But if I stop doing this...

            Result result = it.next();

Will that be efficient?  Will the scanner potentially matching all rows 
for the account be a problem?

P


On 3/2/12 4:49 PM, Ian Varley wrote:
> Yes, you do have to worry about efficiency. If your rows aren't ordered in the table
(by rowkey) according to the update date, the server will be having to scan the entire table.
Your filter will enable it to not send all of those results to the client, but it's still
having to read them from disk and merge them with the rows in memory. It will likely not even
be possible for a big table (and, if it's not a *big* table, it probably shouldn't be in HBase).
>
> The fundamental thing to note here is that there's no "magic": HBase stores records sorted
in exactly one order; if what you want isn't able to be efficiently found according to that
ordering, then you'll be scanning the whole table. Relational DBs do that too, but they also
have indexes that let you get at things quickly in some other sort order.
· · · · ·
▶ [Task statement]
Duplicate the stretch of the HBase scanning discussion from "Your filter will" through "be in HBase).". The entries have no connection to the HBase scanning discussion.

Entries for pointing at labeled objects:
· · · · ·
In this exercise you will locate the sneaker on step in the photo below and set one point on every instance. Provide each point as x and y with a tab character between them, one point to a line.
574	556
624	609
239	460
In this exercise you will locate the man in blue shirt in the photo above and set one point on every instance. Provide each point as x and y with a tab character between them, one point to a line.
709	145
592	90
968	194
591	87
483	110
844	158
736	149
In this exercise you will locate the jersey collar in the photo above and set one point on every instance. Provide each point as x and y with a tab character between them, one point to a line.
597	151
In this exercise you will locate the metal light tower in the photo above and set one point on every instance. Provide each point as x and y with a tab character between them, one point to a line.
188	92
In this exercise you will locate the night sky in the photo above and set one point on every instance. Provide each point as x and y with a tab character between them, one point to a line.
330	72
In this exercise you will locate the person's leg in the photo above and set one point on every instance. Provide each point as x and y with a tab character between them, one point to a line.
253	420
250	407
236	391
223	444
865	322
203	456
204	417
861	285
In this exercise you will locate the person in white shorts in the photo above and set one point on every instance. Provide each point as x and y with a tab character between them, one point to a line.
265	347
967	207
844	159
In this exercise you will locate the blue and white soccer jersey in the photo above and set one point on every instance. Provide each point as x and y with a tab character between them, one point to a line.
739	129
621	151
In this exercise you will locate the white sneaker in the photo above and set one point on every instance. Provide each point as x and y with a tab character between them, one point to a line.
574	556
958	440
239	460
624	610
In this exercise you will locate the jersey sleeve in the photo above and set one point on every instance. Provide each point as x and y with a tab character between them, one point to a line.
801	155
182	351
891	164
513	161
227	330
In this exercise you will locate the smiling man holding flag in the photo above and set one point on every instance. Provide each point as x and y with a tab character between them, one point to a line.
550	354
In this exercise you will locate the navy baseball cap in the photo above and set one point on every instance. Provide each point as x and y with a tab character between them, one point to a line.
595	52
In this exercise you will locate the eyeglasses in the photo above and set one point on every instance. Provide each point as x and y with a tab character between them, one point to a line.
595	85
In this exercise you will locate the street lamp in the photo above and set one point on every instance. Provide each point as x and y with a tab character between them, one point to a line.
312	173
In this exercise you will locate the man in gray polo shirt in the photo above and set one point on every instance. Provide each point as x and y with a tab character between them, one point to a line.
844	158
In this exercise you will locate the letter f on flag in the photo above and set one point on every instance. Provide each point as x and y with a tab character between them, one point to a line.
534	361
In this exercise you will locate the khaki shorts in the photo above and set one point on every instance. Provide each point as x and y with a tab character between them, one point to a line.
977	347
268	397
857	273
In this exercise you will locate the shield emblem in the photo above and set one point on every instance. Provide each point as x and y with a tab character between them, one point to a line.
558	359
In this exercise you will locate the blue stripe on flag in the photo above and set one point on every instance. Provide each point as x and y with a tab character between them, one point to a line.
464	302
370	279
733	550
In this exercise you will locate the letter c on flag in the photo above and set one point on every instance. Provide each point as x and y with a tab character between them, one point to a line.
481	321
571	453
· · · · ·
▶ [Complete answer]
Your filter will enable it to not send all of those results to the client, but it's still
having to read them from disk and merge them with the rows in memory. It will likely not even
be possible for a big table (and, if it's not a *big* table, it probably shouldn't be in HBase).